Top of Given data
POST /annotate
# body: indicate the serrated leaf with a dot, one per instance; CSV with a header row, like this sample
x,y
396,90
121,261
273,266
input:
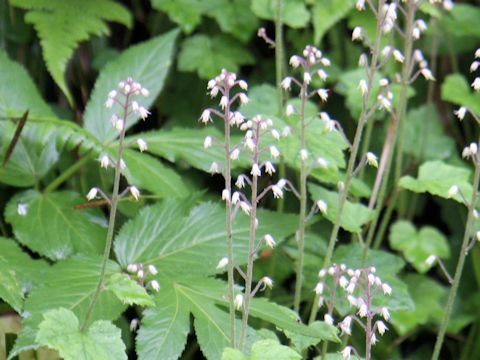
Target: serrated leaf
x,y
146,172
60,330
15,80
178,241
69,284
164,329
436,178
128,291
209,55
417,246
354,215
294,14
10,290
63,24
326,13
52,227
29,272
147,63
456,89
Bottom of Given data
Top of Given data
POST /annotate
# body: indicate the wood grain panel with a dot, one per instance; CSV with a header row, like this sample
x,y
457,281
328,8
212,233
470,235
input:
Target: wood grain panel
Bottom of Given data
▶ Task description: All lines of the records above that carry the word "instance" should be listed.

▶ Answer to this exercise:
# body: indicate the serrated leaf with a dot, one per instance; CSV with a header row, like this sample
# body: indicate the wood grain panel with a dot, one per instance; CSV with a header row, like this sample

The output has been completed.